[Coordinate annotation entries]
----------

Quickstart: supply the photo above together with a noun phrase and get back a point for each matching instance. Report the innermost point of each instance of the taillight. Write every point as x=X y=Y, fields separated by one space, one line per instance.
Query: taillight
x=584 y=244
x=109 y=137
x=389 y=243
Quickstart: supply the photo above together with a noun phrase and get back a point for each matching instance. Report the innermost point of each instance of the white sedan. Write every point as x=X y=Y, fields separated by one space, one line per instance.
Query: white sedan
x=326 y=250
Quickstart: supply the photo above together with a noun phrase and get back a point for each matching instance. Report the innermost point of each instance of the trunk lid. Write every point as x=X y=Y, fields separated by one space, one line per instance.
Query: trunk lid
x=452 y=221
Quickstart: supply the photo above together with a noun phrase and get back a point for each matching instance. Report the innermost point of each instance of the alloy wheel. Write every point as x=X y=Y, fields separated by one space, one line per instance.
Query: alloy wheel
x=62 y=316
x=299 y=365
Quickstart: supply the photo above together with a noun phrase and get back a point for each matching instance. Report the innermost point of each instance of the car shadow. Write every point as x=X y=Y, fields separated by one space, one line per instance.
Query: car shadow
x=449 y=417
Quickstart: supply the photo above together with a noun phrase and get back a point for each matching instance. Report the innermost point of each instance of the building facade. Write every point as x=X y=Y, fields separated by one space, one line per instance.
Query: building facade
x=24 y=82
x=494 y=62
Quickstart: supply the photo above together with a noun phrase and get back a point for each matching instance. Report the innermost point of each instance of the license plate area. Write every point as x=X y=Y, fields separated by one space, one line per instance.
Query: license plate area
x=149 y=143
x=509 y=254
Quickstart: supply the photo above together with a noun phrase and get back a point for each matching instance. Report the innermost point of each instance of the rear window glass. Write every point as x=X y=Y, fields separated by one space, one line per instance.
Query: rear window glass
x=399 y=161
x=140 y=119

----------

=== Stated exercise ===
Output the full listing exactly as it stands.

=== Answer below ===
Quickstart: supply the photo above together with a noun phrase and get back a point for each matching instance. Report the innermost point of each instance of the taillight. Write every point as x=X y=Y, fields separated by one space, one line per instance.
Query: taillight
x=584 y=244
x=109 y=137
x=389 y=243
Quickstart: supply the photo above together with a noun phrase and get back a point for each matching instance. Report the innermost point of each instance of the white sedan. Write every point as x=X y=Y, fields separated by one space, one line per instance.
Query: white sedan
x=326 y=250
Quickstart: supply the photo above together with a noun phrase and get back a point for each matching instance. Report the innermost point of each instance of the trunk lid. Write every point as x=X y=Y, fields separated by one space, one line per instance.
Query: trunk lid
x=452 y=221
Quickstart: supply the photo above together with a noun phrase and get back a point for each matching instance. Report the innermost point of each instance of the alloy wheel. Write every point as x=X y=Y, fields separated by one space, one line per instance.
Query: alloy wheel
x=62 y=316
x=299 y=365
Quickstart: supply the photo above together with a noun phrase and get back a point for each matching instance. Report the innermost point of each instance of the car shadow. Write every point as x=X y=Y, fields separated by one space, one line per instance.
Query: car shadow
x=449 y=417
Quickstart: supply the photo above together with a noun phrase and get back a point for each matching instance. Report the innermost point of each instance of the building facade. Write every point as x=X y=Y, fields separated by one space, one line per instance.
Query: building facade
x=24 y=82
x=494 y=62
Quickstart: supply the photo above together with a noun phrase and get back a point for each matching instance. Report the innermost point of each instance of the license plate area. Write every point as x=X y=Y, fields separated by one space, one line per instance.
Query: license plate area
x=149 y=143
x=509 y=254
Quickstart: supply the photo above together with a noun phrase and get back a point for each matching instance. Report the innermost point of each instance of the rear window glass. Write every point as x=X y=Y, fields separated by one space, one line per instance.
Query: rear window glass
x=399 y=161
x=140 y=119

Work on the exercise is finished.